[Collected data]
== == ==
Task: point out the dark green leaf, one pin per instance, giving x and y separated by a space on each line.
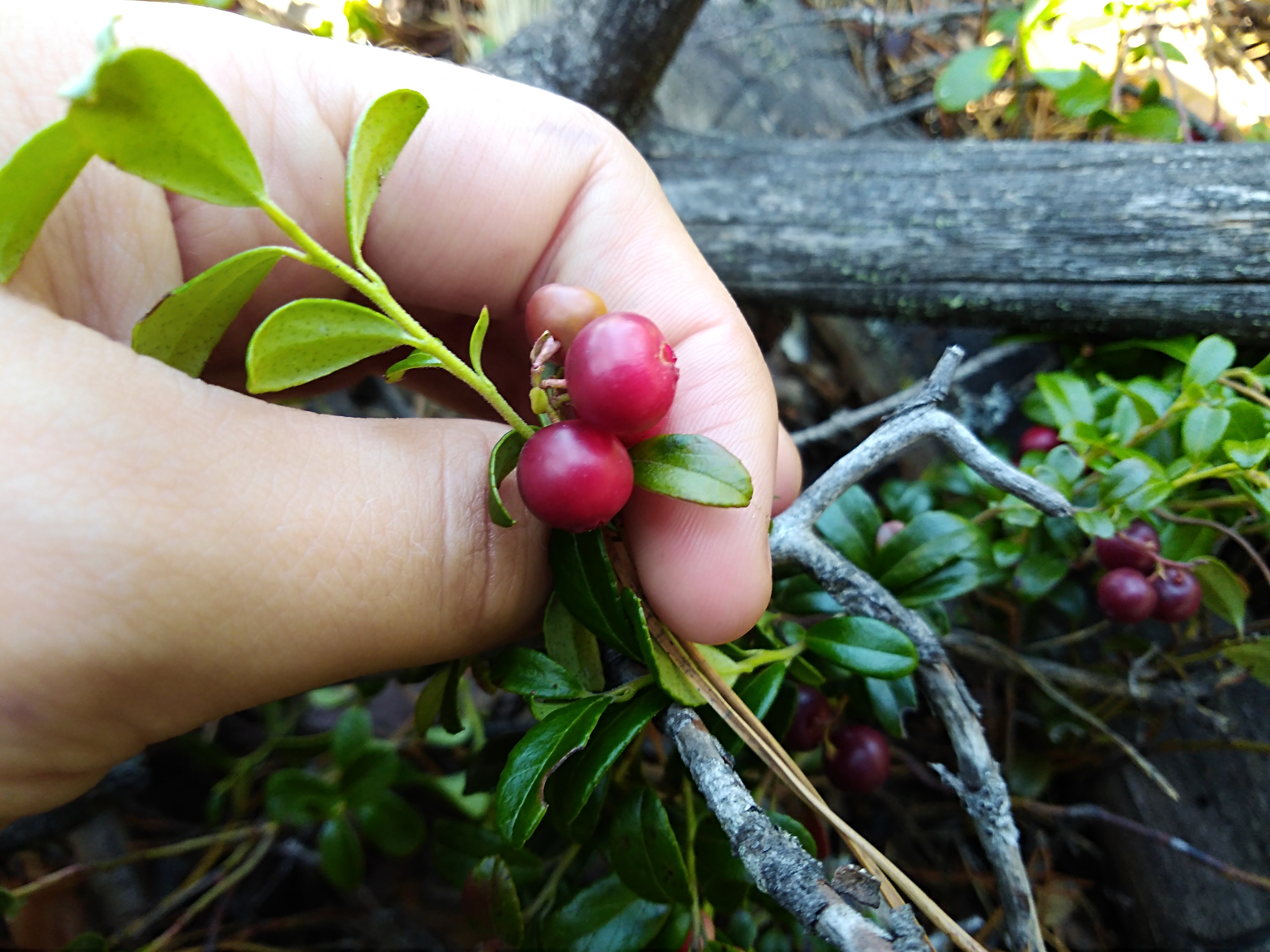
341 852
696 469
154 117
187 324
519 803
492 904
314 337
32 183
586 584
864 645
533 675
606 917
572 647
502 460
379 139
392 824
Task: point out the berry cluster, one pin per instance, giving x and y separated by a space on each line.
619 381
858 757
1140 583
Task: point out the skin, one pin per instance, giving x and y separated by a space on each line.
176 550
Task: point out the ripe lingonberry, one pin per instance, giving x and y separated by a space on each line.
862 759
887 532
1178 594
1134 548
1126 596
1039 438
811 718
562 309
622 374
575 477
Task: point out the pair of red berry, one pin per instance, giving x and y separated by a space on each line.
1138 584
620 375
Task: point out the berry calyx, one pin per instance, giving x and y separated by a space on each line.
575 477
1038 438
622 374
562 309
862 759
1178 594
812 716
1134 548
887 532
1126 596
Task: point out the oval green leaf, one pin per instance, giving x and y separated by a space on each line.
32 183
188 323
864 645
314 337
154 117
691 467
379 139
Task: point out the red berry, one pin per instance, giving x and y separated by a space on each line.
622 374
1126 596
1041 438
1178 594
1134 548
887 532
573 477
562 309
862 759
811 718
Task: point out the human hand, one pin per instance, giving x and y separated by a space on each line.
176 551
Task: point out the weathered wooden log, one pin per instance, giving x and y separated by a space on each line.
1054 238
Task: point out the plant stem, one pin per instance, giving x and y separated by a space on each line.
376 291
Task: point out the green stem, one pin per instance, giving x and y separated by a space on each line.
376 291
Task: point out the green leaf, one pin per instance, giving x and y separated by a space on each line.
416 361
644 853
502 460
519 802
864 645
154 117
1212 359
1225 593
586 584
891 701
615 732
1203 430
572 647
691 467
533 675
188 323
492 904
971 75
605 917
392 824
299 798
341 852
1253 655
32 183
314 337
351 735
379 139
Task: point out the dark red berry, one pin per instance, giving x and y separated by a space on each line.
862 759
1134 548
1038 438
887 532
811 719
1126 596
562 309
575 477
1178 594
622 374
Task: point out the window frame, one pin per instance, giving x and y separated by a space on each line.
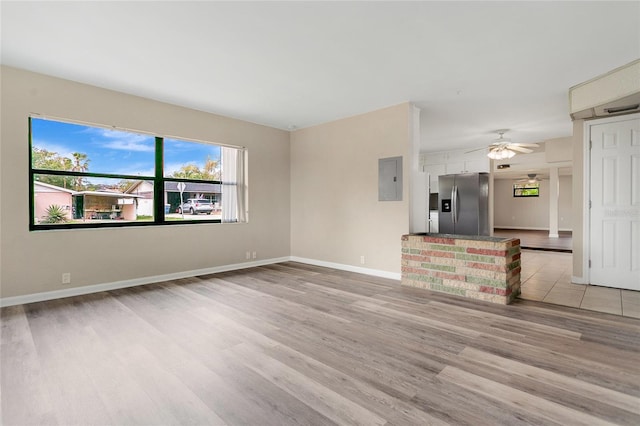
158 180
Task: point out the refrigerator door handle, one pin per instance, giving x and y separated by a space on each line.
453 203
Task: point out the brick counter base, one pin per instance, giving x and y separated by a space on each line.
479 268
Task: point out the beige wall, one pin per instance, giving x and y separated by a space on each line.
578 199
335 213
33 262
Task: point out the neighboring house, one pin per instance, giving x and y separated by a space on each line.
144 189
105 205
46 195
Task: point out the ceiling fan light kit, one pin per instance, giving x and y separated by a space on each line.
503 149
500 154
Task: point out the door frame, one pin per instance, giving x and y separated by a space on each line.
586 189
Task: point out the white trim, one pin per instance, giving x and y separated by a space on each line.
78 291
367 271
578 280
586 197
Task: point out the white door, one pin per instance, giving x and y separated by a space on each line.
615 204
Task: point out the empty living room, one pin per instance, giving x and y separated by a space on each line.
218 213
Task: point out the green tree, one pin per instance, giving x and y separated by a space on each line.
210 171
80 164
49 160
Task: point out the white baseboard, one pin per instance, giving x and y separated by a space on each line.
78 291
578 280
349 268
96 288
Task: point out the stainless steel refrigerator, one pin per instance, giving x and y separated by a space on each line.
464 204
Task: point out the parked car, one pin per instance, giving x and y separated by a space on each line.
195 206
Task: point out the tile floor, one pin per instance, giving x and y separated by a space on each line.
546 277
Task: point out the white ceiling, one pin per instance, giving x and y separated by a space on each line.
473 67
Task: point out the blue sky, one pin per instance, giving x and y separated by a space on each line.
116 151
== == ==
**Instructions for the task**:
All of the entries need to be retyped word for word, pictures excluded.

**Task response**:
Task: point out the dark green leaf, one pin per instance, giving x and y separated by a space on each line.
341 852
696 469
154 117
187 324
519 803
492 904
314 337
32 183
586 584
864 645
533 675
606 917
572 647
502 460
379 139
392 824
Task: point out the berry cluster, one pin per instance, giving x and y separated by a space on each line.
619 381
858 757
1140 583
Task: point out the skin, one pin per instance, giving x and y separated by a space on each line.
176 550
Task: point out the ripe lingonberry, one pin per instance, giving x and y separated by a space on each line.
862 759
887 532
1178 594
1134 548
1126 596
1039 438
811 718
562 309
622 374
575 477
Task: point out the pair of red berry, one pin per instance, giving x and y separated by a space on each line.
1138 584
620 375
Task: point out the berry calyx, one pin per instance, giving x and y separated by a space on each line.
575 477
1038 438
622 374
562 309
862 759
1178 594
812 716
1134 548
887 532
1126 596
Task: point out the oval green leaf, one pin per instance, giving x and y separated by a space on each line.
32 183
188 323
864 645
314 337
154 117
691 467
379 139
Task: point out the red berry, one pin per instance, giving x and y separated by a space on each line.
622 374
1126 596
1041 438
1178 594
1134 548
887 532
573 477
562 309
862 759
811 718
Task: point out the human hand, one pin per instance, giving x and y separated by a space on each line.
176 551
Task: point out the weathered wooden log, one pin per instance, giving x and y separated by a space on each line.
1054 238
Task: point out the plant stem, one pin per instance, giving x and y separated by a space on each line.
376 291
Task: point out the green stem, one pin per instance, giving x and y separated by a space on each line.
376 291
Task: point out the green leaf, one pin per instance, giving x and y separated by a space on each line.
416 361
644 853
502 460
519 802
864 645
154 117
1212 359
1225 593
586 584
891 701
615 732
1203 430
572 647
691 467
533 675
188 323
492 904
971 75
605 917
392 824
299 798
341 852
1253 655
32 183
314 337
351 735
379 139
Task: point out the dark red berry, one pin per instance, giving x and y separated by a space on each line.
862 759
1134 548
1038 438
887 532
811 719
1126 596
562 309
575 477
1178 594
622 374
Task: point out the window frame, one pin per instance, giving x and y separated by a space on each line.
158 180
Task: point out the refrigerator door handle, one pin per instance, giving x and y separated by a space on each line.
453 203
Task: point out the brick counter base, one pin per instance, giving x and y separated by a space on each line.
479 268
Task: point out the beige wall, one pin per instance, giving x and y separated by a space on each line.
578 199
335 213
33 262
Task: point out the neighboring house, one pin per instance, giving x and y separated by a space on each line.
144 189
105 205
46 195
Task: point out the ceiling fan light kit, one pin per instance, giving x and y separated by a space on each line.
503 149
500 154
Task: point out the door frame, one pin per instance, giving x and y separated by a space on each line.
586 189
Task: point out the white trim, one pin per instance, giving x and y separated by a space on each line.
78 291
367 271
578 280
586 197
Task: point out the white door, one pin per instance, giving x and y separated by a space on each line.
615 204
Task: point out the empty living room, one pin per instance, giving x and y separated by a space on each line.
218 213
Task: point out the green tree, one pin per instance, giving x and y separated by a space on each line.
210 171
80 164
49 160
Task: point out the white baseboard, one pin per instance, giving x and y separated by a space on each line.
78 291
578 280
349 268
96 288
Task: point out the stainless steel refrigerator, one pin per instance, giving x and y separated by a space on each line.
464 204
Task: point out the parked car, one pin per instance, giving x and y separated by a space on each line.
195 206
Task: point out the tile floor, one pin per instance, giving x and y separated by a space on each line.
546 277
Task: point out the white ceiling, one pin per instance, giving x and y separated by a space on each line.
473 67
Task: point out the blue sky, one pin per instance, giving x and y separated by a space on each line.
116 151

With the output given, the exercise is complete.